These patterns help to make predictions that can be scientifically
tested. Students should analyze a system in terms of its components
and how these components relate to each other, to the whole, and to
the external environment.
(8) Students are encouraged to participate in extended
learning experiences such as career and technical student organizations
and other leadership or extracurricular organizations.
(9) Statements that contain the word "including" reference
content that must be mastered, while those containing the phrase "such
as" are intended as possible illustrative examples.
(c) Knowledge and skills.
(1) The student demonstrates professional standards/employability
skills as required by business and industry. The student is expected
to:
(A) demonstrate knowledge of how to dress appropriately,
speak politely, and conduct oneself in a manner appropriate for the
profession;
(B) show the ability to cooperate, contribute, and
collaborate as a member of a group in an effort to achieve a positive
collective outcome;
(C) present written and oral communication in a clear,
concise, and effective manner;
(D) demonstrate time-management skills in prioritizing
tasks, following schedules, and performing goal-relevant activities
in a way that produces efficient results; and
(E) demonstrate punctuality, dependability, reliability,
and responsibility in performing assigned tasks as directed.

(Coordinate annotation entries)

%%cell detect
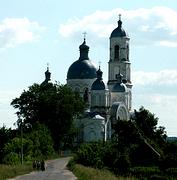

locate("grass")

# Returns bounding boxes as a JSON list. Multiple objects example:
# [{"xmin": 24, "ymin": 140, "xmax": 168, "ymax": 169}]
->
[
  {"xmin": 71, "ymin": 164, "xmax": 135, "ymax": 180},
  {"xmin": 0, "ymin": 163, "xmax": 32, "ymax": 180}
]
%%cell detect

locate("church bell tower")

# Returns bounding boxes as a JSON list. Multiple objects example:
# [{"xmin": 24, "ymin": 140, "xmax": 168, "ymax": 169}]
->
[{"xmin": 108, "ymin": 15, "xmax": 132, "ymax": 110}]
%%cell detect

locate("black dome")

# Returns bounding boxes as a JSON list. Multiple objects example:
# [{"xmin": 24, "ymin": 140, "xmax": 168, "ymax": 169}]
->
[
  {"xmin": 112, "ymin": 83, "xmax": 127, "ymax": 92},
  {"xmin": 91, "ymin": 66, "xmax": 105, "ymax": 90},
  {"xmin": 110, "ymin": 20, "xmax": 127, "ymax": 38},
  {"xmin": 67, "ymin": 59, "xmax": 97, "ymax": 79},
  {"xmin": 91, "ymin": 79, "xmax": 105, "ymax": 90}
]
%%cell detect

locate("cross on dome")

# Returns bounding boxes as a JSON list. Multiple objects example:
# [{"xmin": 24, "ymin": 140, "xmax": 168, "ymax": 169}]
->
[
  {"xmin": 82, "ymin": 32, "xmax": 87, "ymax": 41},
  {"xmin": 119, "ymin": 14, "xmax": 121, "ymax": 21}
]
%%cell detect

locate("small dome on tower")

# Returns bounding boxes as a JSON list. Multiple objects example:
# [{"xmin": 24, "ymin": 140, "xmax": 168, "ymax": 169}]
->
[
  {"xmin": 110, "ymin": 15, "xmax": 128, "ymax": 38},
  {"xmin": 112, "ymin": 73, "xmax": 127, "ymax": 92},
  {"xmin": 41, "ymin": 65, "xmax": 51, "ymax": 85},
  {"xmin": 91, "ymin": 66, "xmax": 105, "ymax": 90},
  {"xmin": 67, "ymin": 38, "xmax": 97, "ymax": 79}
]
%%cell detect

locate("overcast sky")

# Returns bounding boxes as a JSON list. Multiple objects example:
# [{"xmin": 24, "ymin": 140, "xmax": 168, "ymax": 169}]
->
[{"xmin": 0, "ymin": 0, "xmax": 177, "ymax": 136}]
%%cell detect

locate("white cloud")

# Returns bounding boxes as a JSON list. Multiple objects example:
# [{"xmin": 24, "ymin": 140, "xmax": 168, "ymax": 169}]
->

▶ **Stated task A**: According to the standards excerpt, what are statements containing the phrase "such as" intended as?
▶ **Stated task B**: Rewrite the standards excerpt starting at "(8) Students are" and ending at "or extracurricular organizations.", changing "leadership" to "service".
Rely on the standards excerpt alone.

▶ **Written answer A**: Possible illustrative examples.

▶ **Written answer B**:
(8) Students are encouraged to participate in extended
learning experiences such as career and technical student organizations
and other service or extracurricular organizations.